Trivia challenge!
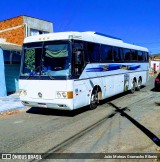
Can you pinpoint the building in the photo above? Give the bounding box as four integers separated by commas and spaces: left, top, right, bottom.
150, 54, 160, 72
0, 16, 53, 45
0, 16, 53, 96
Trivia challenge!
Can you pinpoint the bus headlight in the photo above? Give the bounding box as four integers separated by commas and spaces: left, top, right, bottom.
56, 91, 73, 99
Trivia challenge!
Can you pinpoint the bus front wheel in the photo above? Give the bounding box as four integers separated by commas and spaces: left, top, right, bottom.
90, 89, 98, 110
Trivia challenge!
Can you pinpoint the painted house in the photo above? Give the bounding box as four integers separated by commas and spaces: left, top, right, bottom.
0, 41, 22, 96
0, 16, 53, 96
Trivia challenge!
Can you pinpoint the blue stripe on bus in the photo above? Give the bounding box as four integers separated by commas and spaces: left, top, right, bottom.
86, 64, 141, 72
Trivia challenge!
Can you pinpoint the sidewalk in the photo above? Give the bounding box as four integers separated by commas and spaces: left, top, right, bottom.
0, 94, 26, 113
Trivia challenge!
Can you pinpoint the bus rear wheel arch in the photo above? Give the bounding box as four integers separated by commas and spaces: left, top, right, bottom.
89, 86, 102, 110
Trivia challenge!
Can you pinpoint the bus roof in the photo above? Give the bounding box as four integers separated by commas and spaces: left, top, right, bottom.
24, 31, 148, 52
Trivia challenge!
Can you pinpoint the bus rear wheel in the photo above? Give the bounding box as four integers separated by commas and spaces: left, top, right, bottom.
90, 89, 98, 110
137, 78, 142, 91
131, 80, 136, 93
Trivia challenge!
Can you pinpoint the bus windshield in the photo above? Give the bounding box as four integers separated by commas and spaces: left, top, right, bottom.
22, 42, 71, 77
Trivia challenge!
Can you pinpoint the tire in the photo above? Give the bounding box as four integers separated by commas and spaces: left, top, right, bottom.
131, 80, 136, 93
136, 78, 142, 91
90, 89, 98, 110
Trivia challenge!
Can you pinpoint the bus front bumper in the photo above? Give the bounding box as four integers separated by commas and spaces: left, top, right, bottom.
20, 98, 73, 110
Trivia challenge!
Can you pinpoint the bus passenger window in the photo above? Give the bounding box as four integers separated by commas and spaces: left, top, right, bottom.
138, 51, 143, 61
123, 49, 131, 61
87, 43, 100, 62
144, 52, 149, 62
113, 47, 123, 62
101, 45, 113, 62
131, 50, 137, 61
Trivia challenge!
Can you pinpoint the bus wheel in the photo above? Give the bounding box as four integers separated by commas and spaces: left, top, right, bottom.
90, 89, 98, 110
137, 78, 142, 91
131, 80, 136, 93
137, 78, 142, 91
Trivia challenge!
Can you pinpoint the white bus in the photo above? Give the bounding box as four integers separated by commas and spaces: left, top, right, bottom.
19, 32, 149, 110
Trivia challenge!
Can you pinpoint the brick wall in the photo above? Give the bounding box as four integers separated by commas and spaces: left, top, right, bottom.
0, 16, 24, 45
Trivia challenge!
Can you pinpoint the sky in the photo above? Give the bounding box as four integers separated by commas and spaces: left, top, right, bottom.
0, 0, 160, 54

----

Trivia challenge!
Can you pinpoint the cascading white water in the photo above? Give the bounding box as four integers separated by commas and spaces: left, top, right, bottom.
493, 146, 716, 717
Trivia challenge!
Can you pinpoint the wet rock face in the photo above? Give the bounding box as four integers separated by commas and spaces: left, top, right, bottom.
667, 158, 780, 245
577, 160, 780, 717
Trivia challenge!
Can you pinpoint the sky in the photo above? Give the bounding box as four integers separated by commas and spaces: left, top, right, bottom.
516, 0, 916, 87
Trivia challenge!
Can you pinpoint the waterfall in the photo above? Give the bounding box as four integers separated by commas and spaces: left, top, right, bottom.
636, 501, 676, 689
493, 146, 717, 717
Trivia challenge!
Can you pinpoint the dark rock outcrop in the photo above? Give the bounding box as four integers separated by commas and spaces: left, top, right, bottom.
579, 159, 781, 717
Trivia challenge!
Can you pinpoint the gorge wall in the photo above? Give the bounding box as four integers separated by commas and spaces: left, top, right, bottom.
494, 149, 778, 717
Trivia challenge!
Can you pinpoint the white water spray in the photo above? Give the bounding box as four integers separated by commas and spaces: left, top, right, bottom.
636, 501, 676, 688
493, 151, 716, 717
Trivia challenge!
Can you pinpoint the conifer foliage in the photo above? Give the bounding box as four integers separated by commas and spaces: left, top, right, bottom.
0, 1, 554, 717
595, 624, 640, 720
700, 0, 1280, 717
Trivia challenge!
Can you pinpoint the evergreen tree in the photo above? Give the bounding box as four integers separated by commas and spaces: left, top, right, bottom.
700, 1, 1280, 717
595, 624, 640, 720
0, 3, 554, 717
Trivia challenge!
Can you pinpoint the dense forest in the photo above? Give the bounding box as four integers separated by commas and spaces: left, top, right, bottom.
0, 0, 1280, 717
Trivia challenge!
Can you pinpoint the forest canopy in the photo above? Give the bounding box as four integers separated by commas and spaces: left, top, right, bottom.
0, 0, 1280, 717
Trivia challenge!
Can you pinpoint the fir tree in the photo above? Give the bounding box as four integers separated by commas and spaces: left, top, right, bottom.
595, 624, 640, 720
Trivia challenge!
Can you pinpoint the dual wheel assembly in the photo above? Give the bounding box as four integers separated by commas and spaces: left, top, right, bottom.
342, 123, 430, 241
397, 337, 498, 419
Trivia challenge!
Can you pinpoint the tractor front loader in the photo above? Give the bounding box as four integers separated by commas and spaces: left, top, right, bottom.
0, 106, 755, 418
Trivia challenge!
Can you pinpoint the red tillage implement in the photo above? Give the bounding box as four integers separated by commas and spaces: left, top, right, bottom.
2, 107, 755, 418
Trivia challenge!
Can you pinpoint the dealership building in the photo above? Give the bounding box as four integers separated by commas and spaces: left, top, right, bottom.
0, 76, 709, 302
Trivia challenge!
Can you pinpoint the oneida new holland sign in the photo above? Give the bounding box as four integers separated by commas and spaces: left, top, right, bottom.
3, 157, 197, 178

----

[Work required]:
Give the number of rows above that contain the string "tree", matching case exactly. Reply with the number only.

[Answer below]:
2